__EXCERPT__
** START **

The Los Angeles Lakers played against the New York Knicks in the NBA finals during the postseason.

Game 1
Although without Willis Reed because of his knee injury. Jerry Lucas scored 26 points but was only one of several Knicks who was red hot. Bill Bradley hit 11 of 12 shots from the field as New York shot 53 percent for the game. The team took advantage of a nearly perfect first half to jump to a good lead and won easily, 114–92. Early in the second half, the Forum crowd began filing out dejectedly. It looked like another Los Angeles fold in the Finals.

Game 2
Knicks forward Dave DeBusschere hurt his side and didn't play after the first half. Hairston scored 12 points in the second half, and Los Angeles evened the series with a 106–92 win.

Game 3
DeBusschere attempted to play in the first half and missed all six of his field-goal attempts. He was hurting and elected not to play in the second half. DeBusschere explained, "I didn't feel I was helping the team." The Lakers danced out to a 22-point lead and regained the home-court advantage with a 107–96 win.

** END **

__DATASET SECTION__
** START **

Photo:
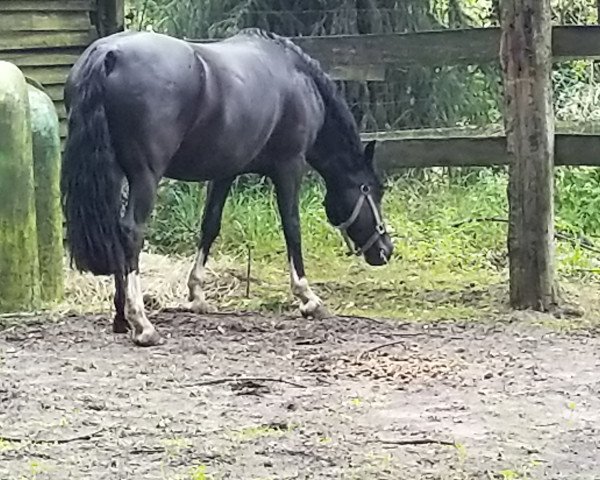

** END **

__TASK REQUIREMENTS__
a) In the Finals excerpt, take the part that opens with the words containing "The Los Angeles" and closes with "a 106–92 win.", and reproduce it with "Forum" switched to "home".
b) Summarize the Finals excerpt in two sentences.
c) Extend the Finals excerpt, picking up after its last sentence.
The listing has no connection to the Finals excerpt.

__RESULTS BY TASK__
a)
The Los Angeles Lakers played against the New York Knicks in the NBA finals during the postseason.

Game 1
Although without Willis Reed because of his knee injury. Jerry Lucas scored 26 points but was only one of several Knicks who was red hot. Bill Bradley hit 11 of 12 shots from the field as New York shot 53 percent for the game. The team took advantage of a nearly perfect first half to jump to a good lead and won easily, 114–92. Early in the second half, the home crowd began filing out dejectedly. It looked like another Los Angeles fold in the Finals.

Game 2
Knicks forward Dave DeBusschere hurt his side and didn't play after the first half. Hairston scored 12 points in the second half, and Los Angeles evened the series with a 106–92 win.

b) The Knicks won Game 1 easily, 114–92, as Jerry Lucas scored 26 points, Bill Bradley hit 11 of 12 shots, and New York shot 53 percent. After Dave DeBusschere hurt his side, the Lakers won Game 2 106–92 to even the series and then took Game 3 107–96 to regain the home-court advantage.

c)
Game 4
The game went into overtime, but at the end of regulation, Wilt Chamberlain picked up his fifth foul. In 13 NBA seasons, he had never fouled out of a game, a history he was immensely proud of but also one that usually led to him playing less aggressively when he was on the verge of getting a 6th foul. As the press waited for Wilt to take the floor and hurt the Lakers by reverting to a passive style, he instead came out in a shotblocking fury that propelled the Lakers to a 116–111 win. At three games to one, their lead now seemed insurmountable.

Game 5
The Lakers won their sixth NBA championship by the score of 114–100.  This was their first championship since moving to Los Angeles in 1960. Jerry West also won his first NBA championship after 12 years of waiting. Wilt Chamberlain scored 24 points and 29 rebounds and earned the NBA Finals MVP Award.

Award winners
 Bill Sharman, NBA Coach of the Year
 Jerry West, All-NBA First Team
 Jerry West, All-NBA Defensive First Team
 Wilt Chamberlain, All-NBA Defensive First Team
 Wilt Chamberlain, NBA Leader, Shooting Percentage (.649)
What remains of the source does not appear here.